In the passage below on ascetic practices, list the three things the text says you go on fighting the body "with more" of.

DOCUMENT EXCERPT:
■ ■ ■ ■ ■

The ascetic practices give you a kind of ill, morbid joy. The more you go into them, the more you feel you are becoming a conqueror, you are conquering something. The more the body says "Don't destroy me!", the more you become adamant. You create a rift within yourself, between you and your body, and a great battle starts.
And the body is natural. The body simply asks for that which is healthy, natural, only for that which God allows and God wants to happen. The body has no unnatural desires; all its needs are natural needs, healthy needs. And the more you starve the body, the more the body prays and asks and haunts you. But you can make it a challenge: you can think that the body is trying to seduce you, that the body is in the hands of the enemy, in the hands of the Devil. And you can go on fighting more and more, with more strength, with more violence, with more aggression. You go on fighting with the body; a moment comes when you can dull the body.
If you go on fasting for a longer time the body by and by relaxes into a kind of dullness. It starts accepting, it adjusts itself; there is no point. There is nobody who takes care, so what is the point of going on crying? The body becomes dumb. You lose sensitivity, you become thick. You grow a thick skin around yourself: then the hot and the cold do not bother you, then starvation does not bother you. Rather, on the contrary, you feel very good deep inside -- that you are conquering. But you are not conquering, you are losing ground. Each moment you are losing ground, because truth can only be known through the body! Truth is known by the consciousness but known THROUGH the body. One has to remain rooted in the body.

■ ■ ■ ■ ■

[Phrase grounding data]
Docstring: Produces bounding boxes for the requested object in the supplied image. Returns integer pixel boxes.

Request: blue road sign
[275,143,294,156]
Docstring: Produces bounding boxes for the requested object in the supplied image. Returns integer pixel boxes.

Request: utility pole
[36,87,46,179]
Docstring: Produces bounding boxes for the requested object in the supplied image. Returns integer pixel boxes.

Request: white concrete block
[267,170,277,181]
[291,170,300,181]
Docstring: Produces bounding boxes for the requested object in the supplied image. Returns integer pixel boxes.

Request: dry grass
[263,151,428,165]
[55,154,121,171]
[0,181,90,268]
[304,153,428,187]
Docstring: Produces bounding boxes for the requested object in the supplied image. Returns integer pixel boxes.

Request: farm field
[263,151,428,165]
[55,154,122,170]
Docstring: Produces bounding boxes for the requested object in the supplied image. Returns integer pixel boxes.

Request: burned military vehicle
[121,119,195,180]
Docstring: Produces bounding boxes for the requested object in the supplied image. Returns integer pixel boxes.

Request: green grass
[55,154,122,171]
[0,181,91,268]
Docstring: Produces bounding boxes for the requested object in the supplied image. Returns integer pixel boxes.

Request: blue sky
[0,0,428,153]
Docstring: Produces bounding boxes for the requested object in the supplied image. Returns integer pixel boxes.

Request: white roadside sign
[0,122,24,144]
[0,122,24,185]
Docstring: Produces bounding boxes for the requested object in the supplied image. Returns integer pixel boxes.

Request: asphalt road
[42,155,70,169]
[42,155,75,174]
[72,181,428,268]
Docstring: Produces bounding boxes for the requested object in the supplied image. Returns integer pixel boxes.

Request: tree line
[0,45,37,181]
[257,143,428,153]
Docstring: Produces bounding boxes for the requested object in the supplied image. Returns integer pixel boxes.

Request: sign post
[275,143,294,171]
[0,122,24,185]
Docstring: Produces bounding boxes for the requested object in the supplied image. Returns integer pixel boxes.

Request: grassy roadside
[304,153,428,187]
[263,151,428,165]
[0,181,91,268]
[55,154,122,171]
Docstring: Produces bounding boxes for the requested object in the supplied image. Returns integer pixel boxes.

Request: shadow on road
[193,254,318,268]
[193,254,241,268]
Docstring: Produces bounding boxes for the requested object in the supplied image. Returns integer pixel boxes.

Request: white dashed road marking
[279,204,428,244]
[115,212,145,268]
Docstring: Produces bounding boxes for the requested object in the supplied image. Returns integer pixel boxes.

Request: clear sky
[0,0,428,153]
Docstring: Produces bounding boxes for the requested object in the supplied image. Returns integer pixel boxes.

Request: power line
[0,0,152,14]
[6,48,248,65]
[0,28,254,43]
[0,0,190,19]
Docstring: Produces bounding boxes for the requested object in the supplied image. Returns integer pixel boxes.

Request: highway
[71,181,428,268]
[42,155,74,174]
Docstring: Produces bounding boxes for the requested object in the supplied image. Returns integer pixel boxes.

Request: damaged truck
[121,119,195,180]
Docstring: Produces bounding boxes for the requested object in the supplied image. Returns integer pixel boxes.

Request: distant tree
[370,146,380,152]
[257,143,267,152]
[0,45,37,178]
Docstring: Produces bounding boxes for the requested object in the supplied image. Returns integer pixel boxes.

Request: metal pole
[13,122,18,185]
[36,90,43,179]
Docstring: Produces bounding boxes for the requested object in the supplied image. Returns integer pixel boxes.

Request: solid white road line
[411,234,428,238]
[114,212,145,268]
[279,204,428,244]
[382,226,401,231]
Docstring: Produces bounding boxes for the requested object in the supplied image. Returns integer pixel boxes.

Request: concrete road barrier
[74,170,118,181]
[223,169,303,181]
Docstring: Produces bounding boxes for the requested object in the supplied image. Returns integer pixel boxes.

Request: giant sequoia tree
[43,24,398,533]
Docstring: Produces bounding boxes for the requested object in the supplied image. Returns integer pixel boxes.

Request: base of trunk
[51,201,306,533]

■ ■ ■ ■ ■

RESPONSE AREA:
Strength, violence, aggression